_Selected text_
◆ ◆ ◆

Having raised over £4000 running in the hottest London Marathon on record, 2019 saw Emma run three half marathons in just three weeks: Portugal, London and New York. All in memory of her beloved Mum Christine.
Emma was nineteen when her Mum found a large lump, just one week after a routine mammogram failed to detect any abnormalities and it was only when she experienced soreness in her breast that she became aware of its presence. At just forty-seven, she was diagnosed with an aggressive form of breast cancer.
Christine underwent a unilateral mastectomy with full lymph node clearance and reconstruction. She also participated in a Herceptin trial that was taking place at the time.
Christine led a healthy life, never smoked and hardly ever drank, but she did improve her work life balance upon diagnosis by reducing her work hours as she was aware of the toll shift work was taking on her body.
Although it wasn’t proven to be a hormone driven cancer, it was a factor considered when deciding the best course of treatment and steps were taken to bring on her menopause medically.
The treatment was successful, and with the five-year remission mark approaching, the whole family were looking forward to being able to say, ‘clear for five, you’re going to be fine’. Cruelly, it was in the fifth year that Christine started to feel tight chested. It felt different to the symptoms of her asthma, so this was investigated. Indeed, tests confirmed that the cancer had spread to her spine and lungs.
When mum told us that it had spread to the bone, I thought ‘how is that possible?’ I just saw breast cancer as a standalone disease.
This time, treatment consisted of radiotherapy and chemotherapy, but soon after attention turned solely to pain management. Chest drains were used to relieve pressure from the fluid build-up around her lungs.
Being a Nurse herself, Christine understood the process and was able to maintain a logical mindset throughout. Although her knowledge helped her to accept the situation herself, she found it difficult to know just how much to tell her family, believing that the more they knew the more they would worry.
Deteriorating further, Christine was admitted to the Bristol Royal Infirmary (BRI). At this time, concerns were raised as to the level of personal care and attention that could be provided due to the high patient:staff ratio. Although moving back home would have been preferred, this was not achievable and after six weeks at the BRI, she was transferred to the Macmillan unit in The Frenchay hospital. Here she had the privacy of her own ensuite room and benefitted from a much lower patient:staff ratio. There were no visiting limitations which meant that Emma could go and sit with her overnight.

◆ ◆ ◆

(Descriptions of regions in natural language)
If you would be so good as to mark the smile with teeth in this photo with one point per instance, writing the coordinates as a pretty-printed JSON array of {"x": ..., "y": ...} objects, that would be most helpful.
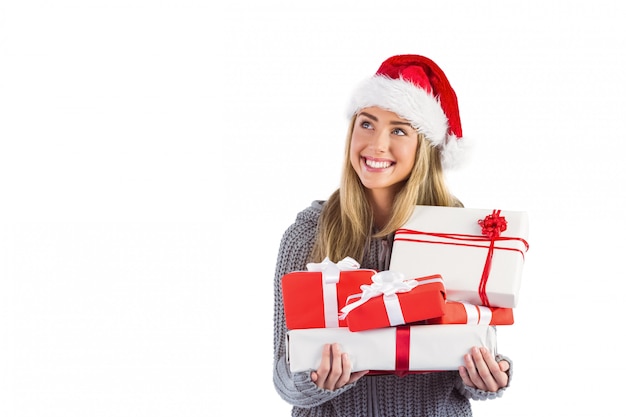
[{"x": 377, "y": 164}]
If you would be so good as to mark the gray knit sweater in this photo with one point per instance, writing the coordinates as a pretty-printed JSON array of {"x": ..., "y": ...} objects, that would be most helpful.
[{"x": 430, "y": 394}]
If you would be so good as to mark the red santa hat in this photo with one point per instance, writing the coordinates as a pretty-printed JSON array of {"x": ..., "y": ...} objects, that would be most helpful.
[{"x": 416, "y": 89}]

◆ ◆ ◆

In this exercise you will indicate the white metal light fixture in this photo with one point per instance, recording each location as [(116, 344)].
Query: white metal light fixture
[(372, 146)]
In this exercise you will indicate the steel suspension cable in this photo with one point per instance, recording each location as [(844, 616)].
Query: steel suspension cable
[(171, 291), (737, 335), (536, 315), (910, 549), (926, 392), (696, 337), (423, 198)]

◆ ◆ ◆

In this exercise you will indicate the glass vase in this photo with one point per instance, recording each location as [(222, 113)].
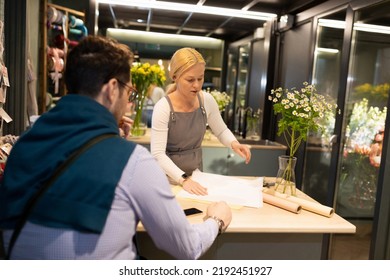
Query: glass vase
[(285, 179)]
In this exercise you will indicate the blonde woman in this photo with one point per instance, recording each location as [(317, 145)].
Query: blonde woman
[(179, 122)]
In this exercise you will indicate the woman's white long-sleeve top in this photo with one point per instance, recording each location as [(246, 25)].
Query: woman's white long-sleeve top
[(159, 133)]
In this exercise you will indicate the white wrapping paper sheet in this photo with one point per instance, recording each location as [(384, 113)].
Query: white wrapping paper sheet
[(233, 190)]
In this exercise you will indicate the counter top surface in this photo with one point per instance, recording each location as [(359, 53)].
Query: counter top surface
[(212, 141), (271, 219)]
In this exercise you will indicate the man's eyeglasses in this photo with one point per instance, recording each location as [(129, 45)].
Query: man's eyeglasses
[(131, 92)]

◆ ◆ ◆

According to the text about Emma's mother, where was Christine transferred after six weeks at the Bristol Royal Infirmary?

_Task output_
She was transferred to the Macmillan unit in The Frenchay hospital.